INSTRUCTION:
Could you copy, word for word, only the lines from the one containing "outline tree branch, every instance" through the last line of the records below, both included?

DATA FOR THIS TASK:
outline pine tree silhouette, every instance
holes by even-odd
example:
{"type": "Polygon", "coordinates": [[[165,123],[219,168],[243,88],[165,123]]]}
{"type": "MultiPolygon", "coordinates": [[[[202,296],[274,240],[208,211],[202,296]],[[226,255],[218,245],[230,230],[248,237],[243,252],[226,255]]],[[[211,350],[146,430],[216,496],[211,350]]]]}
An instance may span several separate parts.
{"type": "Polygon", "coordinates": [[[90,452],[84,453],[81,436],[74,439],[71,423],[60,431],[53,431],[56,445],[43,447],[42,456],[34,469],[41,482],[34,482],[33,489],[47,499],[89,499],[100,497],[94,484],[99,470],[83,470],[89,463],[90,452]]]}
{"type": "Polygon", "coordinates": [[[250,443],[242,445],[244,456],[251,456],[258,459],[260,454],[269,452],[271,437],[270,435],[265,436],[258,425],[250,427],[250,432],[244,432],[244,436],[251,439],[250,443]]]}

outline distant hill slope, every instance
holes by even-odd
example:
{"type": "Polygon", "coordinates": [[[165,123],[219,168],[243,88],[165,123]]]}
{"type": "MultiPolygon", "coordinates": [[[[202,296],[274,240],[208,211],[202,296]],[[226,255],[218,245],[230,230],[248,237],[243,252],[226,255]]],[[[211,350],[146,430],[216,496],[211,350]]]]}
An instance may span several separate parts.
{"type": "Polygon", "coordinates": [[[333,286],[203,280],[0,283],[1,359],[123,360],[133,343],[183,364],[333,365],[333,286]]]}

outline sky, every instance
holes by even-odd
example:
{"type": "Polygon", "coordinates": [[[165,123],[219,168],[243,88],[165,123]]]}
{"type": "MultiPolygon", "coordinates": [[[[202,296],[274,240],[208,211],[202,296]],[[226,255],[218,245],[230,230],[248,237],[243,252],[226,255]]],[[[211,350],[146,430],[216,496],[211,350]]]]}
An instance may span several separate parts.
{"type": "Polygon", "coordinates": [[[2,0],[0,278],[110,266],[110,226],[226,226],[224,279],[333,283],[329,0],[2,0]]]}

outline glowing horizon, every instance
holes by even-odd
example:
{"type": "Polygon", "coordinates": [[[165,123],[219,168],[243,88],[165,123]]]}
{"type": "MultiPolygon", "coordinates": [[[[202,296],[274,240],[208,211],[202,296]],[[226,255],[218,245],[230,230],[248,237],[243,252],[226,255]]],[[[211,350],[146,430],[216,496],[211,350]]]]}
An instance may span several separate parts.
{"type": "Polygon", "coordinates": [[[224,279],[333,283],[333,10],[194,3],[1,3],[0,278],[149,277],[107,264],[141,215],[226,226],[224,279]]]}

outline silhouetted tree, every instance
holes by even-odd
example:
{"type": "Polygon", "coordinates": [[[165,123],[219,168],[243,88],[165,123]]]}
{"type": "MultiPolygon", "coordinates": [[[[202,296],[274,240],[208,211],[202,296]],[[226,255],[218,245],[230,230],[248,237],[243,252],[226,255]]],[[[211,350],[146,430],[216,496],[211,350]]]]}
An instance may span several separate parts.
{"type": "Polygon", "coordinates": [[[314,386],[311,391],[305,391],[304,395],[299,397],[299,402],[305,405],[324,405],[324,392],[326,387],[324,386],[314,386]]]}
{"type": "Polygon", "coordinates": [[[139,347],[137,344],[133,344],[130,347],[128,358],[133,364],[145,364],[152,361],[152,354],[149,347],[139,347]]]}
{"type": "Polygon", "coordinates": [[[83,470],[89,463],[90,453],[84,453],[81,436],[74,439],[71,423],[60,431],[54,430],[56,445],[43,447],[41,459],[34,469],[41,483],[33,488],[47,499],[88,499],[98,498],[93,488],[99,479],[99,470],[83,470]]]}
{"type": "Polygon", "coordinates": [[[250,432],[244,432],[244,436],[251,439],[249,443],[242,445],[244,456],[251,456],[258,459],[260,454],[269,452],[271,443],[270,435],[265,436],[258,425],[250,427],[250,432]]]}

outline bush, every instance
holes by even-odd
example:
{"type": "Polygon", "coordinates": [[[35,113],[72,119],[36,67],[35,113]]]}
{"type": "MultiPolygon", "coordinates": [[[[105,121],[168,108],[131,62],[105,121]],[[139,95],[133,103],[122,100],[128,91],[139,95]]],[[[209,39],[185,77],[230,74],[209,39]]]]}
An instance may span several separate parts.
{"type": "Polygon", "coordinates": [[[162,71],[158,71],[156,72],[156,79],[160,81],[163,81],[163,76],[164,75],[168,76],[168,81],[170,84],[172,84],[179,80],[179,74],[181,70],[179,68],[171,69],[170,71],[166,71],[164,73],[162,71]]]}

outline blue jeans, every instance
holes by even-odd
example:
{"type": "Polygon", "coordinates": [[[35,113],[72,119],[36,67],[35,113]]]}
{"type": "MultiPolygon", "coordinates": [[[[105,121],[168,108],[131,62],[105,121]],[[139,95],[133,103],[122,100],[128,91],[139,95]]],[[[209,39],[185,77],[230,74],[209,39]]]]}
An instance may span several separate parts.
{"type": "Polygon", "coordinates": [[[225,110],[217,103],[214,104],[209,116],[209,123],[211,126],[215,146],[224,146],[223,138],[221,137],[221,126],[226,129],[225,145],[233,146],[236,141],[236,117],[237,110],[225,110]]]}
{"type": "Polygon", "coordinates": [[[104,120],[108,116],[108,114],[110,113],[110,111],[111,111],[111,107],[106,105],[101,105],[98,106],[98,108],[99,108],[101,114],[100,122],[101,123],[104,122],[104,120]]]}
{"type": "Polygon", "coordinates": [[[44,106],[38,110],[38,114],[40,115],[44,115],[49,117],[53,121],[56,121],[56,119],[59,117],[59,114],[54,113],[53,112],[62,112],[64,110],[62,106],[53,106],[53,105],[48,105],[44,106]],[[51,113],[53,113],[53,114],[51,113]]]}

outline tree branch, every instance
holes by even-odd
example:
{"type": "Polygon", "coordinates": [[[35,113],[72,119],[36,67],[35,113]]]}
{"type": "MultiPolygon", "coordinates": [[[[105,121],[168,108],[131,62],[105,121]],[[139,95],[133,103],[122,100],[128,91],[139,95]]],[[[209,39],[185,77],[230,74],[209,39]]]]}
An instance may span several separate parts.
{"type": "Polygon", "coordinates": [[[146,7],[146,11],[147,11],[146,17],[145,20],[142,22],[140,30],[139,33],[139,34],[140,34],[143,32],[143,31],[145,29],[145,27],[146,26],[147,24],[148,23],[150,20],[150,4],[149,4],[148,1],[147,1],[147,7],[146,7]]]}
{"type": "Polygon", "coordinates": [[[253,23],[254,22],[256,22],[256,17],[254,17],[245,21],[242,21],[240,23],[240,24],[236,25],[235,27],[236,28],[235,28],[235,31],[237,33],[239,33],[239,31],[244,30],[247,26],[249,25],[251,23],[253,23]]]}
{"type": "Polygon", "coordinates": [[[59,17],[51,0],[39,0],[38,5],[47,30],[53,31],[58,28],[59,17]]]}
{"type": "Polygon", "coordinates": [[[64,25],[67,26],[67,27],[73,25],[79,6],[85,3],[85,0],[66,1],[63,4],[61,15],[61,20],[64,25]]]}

EXERCISE RESULT:
outline tree branch, every instance
holes by even-odd
example:
{"type": "Polygon", "coordinates": [[[35,113],[72,119],[36,67],[35,113]]]}
{"type": "MultiPolygon", "coordinates": [[[[105,121],[168,108],[131,62],[105,121]],[[139,95],[133,103],[122,100],[128,91],[139,95]]],[[[209,39],[185,77],[230,74],[209,39]]]]}
An instance may span several separate parts.
{"type": "Polygon", "coordinates": [[[146,7],[146,11],[147,11],[146,17],[145,20],[142,22],[140,30],[139,33],[139,34],[140,34],[143,32],[143,31],[145,29],[145,27],[146,26],[147,24],[148,23],[150,20],[150,4],[149,4],[148,1],[147,1],[147,7],[146,7]]]}
{"type": "Polygon", "coordinates": [[[253,23],[254,22],[256,22],[256,17],[254,17],[245,21],[242,21],[240,23],[240,24],[236,25],[235,27],[236,28],[235,28],[235,31],[237,33],[239,33],[239,31],[244,30],[247,26],[249,25],[251,23],[253,23]]]}
{"type": "Polygon", "coordinates": [[[59,17],[51,0],[39,0],[38,5],[47,30],[53,31],[58,28],[59,17]]]}
{"type": "Polygon", "coordinates": [[[64,25],[67,26],[67,27],[73,25],[79,6],[85,3],[85,0],[66,1],[63,4],[61,15],[61,20],[64,25]]]}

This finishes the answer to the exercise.